Double Daves is awesome. They were out at River Run at the Mudaholics ride. Good to hear food is not priced like the state fair.


----------



## redneckrancher420

Ya u aint lying. Im nringing my own but nicr to know thry have decent prices if i get tired of ham sandwiches. Lol btw just saying less then a week and a half left guys!!!!!


----------



## Col_Sanders

Yeah and I broke an axle on the 900 yesterday. 

It was a rear Rhino and I wasnt doing much at all when the CV broke. I sure hope SuperATV comes through for me and helps me out.


----------



## redneckrancher420

Dudge get it ordered now so its here before the trip if not im sure they will be out there anyway


----------



## muddaholic 09

with it being this close to time for nats, this is the time when u put up your bike so no freak breakage. hope ur axel makes it in time. 9 days 15 hours 58 min!!!!!!


----------



## redneckrancher420

Lol no kidding. I might take like a 20min ride in a day or so to make sure my 35% is still good and to get used to my new clutch kit but other than that its staying parked


----------



## Col_Sanders

I just snorkeled it so I wanted to make sure everything was ok. I wasnt doing much at all, I just winched a buddy out of a creek and was backing up a hill (in 4wd) and pop...

### Information supplied

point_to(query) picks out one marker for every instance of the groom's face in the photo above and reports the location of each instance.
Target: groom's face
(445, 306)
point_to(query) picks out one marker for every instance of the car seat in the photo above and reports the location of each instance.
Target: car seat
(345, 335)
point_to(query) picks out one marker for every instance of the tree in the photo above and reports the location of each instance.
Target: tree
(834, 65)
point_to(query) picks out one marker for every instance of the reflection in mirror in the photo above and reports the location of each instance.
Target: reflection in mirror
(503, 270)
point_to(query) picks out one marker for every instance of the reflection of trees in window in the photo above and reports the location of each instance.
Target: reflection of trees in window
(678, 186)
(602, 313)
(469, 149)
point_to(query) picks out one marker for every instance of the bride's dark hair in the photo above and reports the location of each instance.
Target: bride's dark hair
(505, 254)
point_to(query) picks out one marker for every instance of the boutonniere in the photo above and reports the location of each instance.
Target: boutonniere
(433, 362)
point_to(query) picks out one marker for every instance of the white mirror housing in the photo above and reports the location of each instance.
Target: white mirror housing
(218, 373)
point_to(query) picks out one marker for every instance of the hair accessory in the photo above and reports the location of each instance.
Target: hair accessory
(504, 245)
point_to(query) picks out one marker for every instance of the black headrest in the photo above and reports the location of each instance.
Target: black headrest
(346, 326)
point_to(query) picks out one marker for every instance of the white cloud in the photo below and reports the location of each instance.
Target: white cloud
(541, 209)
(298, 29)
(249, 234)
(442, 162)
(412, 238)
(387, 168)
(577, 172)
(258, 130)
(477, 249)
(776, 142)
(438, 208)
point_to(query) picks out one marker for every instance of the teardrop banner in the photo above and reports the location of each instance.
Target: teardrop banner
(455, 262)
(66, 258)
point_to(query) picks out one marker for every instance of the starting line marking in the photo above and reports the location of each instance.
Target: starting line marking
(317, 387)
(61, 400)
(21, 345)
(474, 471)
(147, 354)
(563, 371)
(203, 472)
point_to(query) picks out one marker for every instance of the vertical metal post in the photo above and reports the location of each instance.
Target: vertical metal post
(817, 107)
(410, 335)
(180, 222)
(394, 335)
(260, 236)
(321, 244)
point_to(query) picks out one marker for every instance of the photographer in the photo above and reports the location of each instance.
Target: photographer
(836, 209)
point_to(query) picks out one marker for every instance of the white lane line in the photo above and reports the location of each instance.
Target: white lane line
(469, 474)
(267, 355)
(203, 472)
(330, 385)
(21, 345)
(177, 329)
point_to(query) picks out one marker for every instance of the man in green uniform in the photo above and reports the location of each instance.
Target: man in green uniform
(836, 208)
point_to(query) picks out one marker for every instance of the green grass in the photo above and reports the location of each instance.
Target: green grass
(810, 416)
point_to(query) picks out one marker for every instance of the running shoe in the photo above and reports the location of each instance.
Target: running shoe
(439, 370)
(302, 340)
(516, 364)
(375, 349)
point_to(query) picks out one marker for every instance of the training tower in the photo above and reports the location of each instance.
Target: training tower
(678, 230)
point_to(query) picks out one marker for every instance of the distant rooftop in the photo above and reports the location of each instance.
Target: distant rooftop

### To do
1. In the forum thread, rewrite the part that opens with the words containing "I just snorkeled" and closes with "4wd) and pop...", changing "creek" to "ditch".
2. Put this sentence from the forum thread into Spanish: "I sure hope SuperATV comes through for me and helps me out."
3. Name every distinct username that appears as a post header in the forum thread.
You won't need the data for any of this.

### Final results
1.
I just snorkeled it so I wanted to make sure everything was ok. I wasnt doing much at all, I just winched a buddy out of a ditch and was backing up a hill (in 4wd) and pop...

2. Espero de verdad que SuperATV cumpla conmigo y me ayude.

3. redneckrancher420, Col_Sanders, muddaholic 09